• **SOURCE TEXT**

((

There are different types of natural selection: directional, stabilizing and disruptive selection. Each of these types selects for a different phenotype.
Natural selection can occur in different ways, being classified into three types: directional, stabilizing or disruptive selection.
→ Directional selection
Directional selection is the type of natural selection in which an extreme phenotype is favored and has its frequency increased in the population. It is the type of selection that causes changes more quickly than the others, being the type most used in artificial selections.
An example of directional selection can be seen in salmon that live in the Pacific Northwest. They have shown a reduction in their size in recent years because of the increase in net fishing in the region. This type of fishing ends up selecting larger individuals, which made the smaller ones have an advantage over the others, since they were not captured. Over time, a reduction in the average size of these fish was observed.
→ Stabilizing selection
An example of stabilizing selection occurs in some African regions, where the presence of a recessive allele(s) is observed that determines sickle cell anemia , a relatively serious disease. Despite being severe, many people present the gene, however, in heterozygosity (Ss). The permanence of this gene is important because it confers protection against malaria , a disease common in certain African regions. In this case, therefore, natural selection favored the permanence of the gene in heterozygosity, decreasing the frequency of the gene in homozygosity (SS and ss)

))

• **YOUR TASKS**
1 - From the natural selection text, quote everything from "Natural selection can" down to "in artificial selections.".
2 - According to the natural selection text, which type of natural selection is used most in artificial selections?

(Referring expression pointing data)
((

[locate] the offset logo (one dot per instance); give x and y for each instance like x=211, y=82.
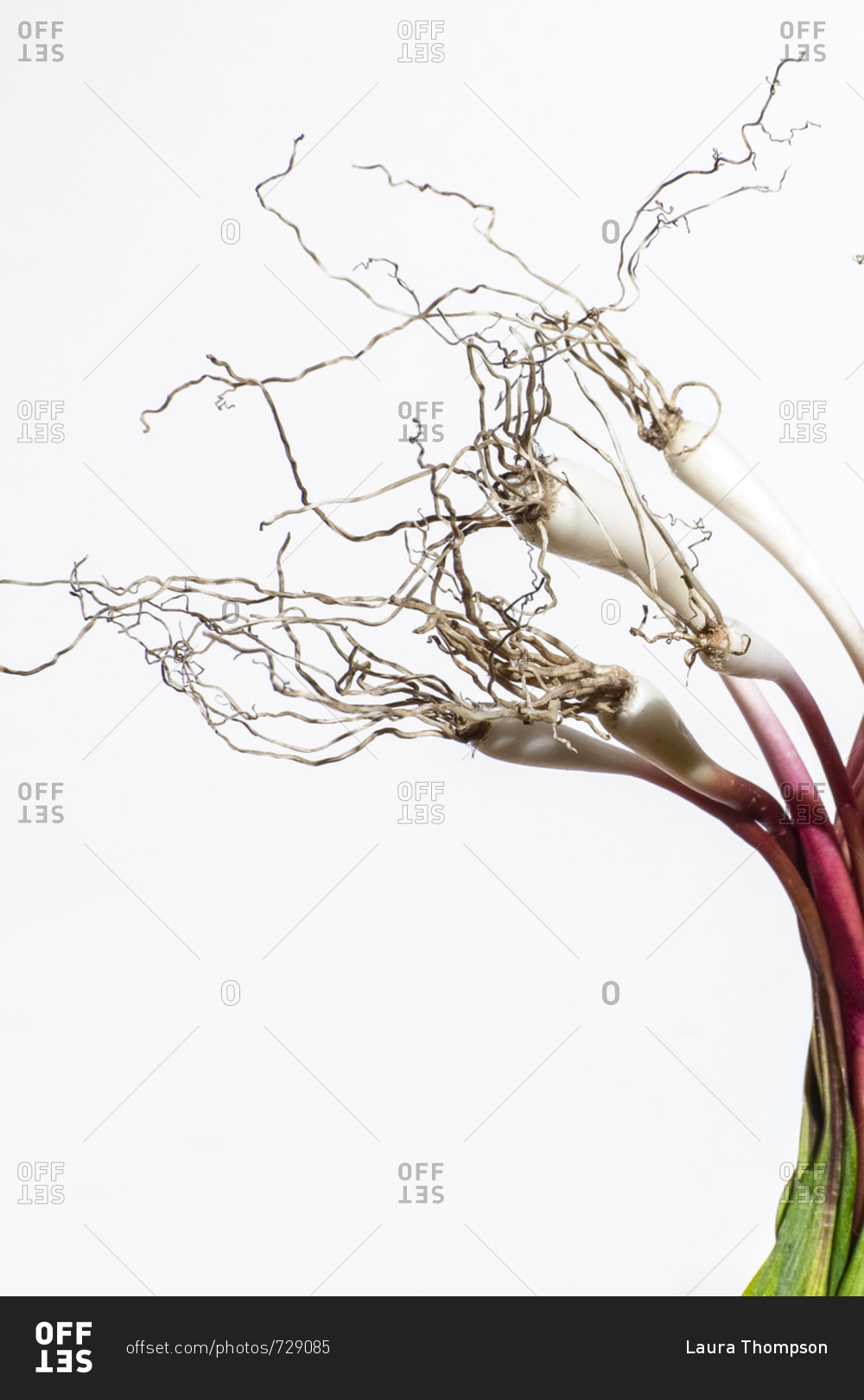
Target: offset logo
x=55, y=1355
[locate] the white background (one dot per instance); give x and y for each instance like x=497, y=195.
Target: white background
x=435, y=986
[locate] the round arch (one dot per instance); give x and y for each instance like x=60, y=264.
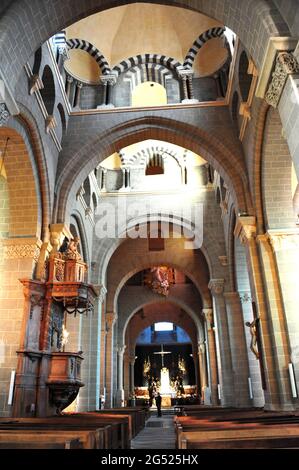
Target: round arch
x=56, y=15
x=176, y=302
x=222, y=159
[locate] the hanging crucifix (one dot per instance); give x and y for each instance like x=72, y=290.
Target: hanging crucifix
x=162, y=354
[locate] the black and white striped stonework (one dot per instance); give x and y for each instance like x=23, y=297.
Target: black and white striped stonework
x=60, y=39
x=200, y=41
x=148, y=73
x=140, y=59
x=92, y=50
x=150, y=156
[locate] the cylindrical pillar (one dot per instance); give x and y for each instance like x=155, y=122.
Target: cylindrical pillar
x=208, y=315
x=225, y=362
x=238, y=349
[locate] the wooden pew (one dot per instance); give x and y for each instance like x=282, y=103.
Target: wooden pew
x=87, y=439
x=237, y=434
x=112, y=429
x=271, y=442
x=10, y=442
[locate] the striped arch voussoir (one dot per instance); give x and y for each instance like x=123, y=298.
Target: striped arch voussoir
x=91, y=50
x=147, y=72
x=151, y=156
x=166, y=61
x=200, y=41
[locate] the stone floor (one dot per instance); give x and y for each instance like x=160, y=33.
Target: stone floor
x=157, y=434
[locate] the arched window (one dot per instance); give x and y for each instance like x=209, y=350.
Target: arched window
x=87, y=192
x=244, y=77
x=94, y=201
x=235, y=107
x=155, y=166
x=62, y=117
x=37, y=61
x=48, y=92
x=156, y=240
x=149, y=94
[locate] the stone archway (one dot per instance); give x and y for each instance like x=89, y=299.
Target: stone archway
x=224, y=155
x=37, y=26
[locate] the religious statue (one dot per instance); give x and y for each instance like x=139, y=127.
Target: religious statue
x=253, y=332
x=159, y=282
x=72, y=250
x=146, y=367
x=64, y=336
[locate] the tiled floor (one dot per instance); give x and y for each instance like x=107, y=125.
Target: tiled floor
x=157, y=434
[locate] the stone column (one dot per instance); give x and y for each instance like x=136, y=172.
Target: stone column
x=124, y=185
x=111, y=318
x=238, y=349
x=132, y=381
x=79, y=87
x=266, y=295
x=202, y=368
x=224, y=360
x=283, y=93
x=188, y=95
x=285, y=244
x=208, y=315
x=68, y=86
x=104, y=180
x=120, y=396
x=108, y=81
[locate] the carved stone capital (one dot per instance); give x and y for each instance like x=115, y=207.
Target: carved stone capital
x=245, y=229
x=20, y=248
x=110, y=318
x=286, y=64
x=223, y=260
x=35, y=84
x=209, y=318
x=245, y=297
x=284, y=240
x=121, y=350
x=216, y=286
x=102, y=293
x=4, y=114
x=245, y=110
x=58, y=232
x=108, y=79
x=185, y=74
x=50, y=123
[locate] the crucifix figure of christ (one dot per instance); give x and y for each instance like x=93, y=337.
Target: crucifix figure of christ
x=162, y=354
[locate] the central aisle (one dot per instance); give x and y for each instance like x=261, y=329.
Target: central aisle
x=158, y=434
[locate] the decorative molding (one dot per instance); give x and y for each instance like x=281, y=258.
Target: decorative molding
x=223, y=260
x=216, y=286
x=108, y=79
x=284, y=240
x=245, y=297
x=245, y=228
x=275, y=45
x=102, y=291
x=286, y=64
x=21, y=251
x=35, y=84
x=110, y=318
x=209, y=318
x=4, y=114
x=50, y=123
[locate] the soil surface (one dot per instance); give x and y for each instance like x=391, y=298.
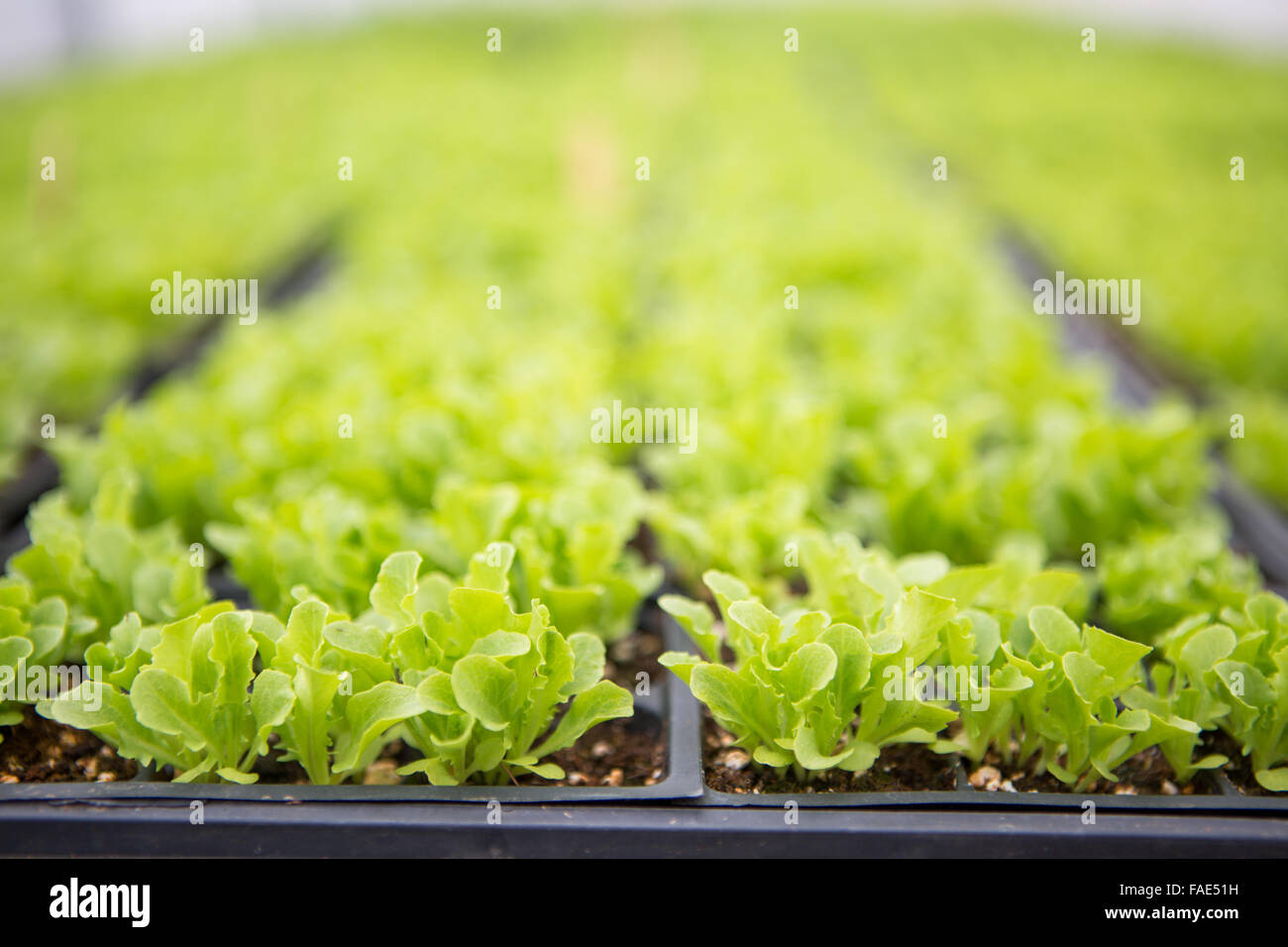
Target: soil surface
x=618, y=753
x=638, y=652
x=903, y=768
x=1144, y=775
x=40, y=750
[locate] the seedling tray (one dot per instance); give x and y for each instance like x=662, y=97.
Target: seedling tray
x=661, y=830
x=1223, y=797
x=669, y=710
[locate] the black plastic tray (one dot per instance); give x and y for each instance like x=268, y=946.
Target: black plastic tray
x=394, y=830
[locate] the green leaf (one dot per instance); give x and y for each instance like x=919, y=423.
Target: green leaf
x=487, y=689
x=1054, y=630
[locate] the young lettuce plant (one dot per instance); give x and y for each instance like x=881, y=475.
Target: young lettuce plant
x=1056, y=690
x=806, y=692
x=490, y=681
x=194, y=703
x=103, y=567
x=1185, y=684
x=35, y=639
x=1253, y=681
x=574, y=554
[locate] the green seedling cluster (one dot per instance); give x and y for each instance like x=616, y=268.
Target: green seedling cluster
x=451, y=669
x=851, y=347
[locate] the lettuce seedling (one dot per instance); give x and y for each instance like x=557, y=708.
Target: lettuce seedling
x=196, y=703
x=574, y=556
x=807, y=692
x=1253, y=681
x=104, y=567
x=1056, y=689
x=490, y=681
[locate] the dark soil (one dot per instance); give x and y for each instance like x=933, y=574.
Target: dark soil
x=1144, y=775
x=1237, y=771
x=638, y=652
x=903, y=768
x=618, y=753
x=40, y=750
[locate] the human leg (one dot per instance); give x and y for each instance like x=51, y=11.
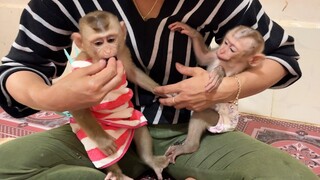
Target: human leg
x=43, y=154
x=144, y=146
x=232, y=155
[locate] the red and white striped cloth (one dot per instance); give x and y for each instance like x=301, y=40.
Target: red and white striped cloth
x=118, y=118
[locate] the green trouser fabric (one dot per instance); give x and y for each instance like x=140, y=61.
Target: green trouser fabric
x=58, y=154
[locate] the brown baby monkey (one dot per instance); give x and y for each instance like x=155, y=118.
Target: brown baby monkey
x=102, y=36
x=241, y=49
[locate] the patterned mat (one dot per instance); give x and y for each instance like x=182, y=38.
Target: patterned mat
x=300, y=140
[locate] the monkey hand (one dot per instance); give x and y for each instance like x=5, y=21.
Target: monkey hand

))

• **ANSWERS FOR THE EXERCISE**
1 -
Natural selection can occur in different ways, being classified into three types: directional, stabilizing or disruptive selection.
→ Directional selection
Directional selection is the type of natural selection in which an extreme phenotype is favored and has its frequency increased in the population. It is the type of selection that causes changes more quickly than the others, being the type most used in artificial selections.

2 - Directional selection.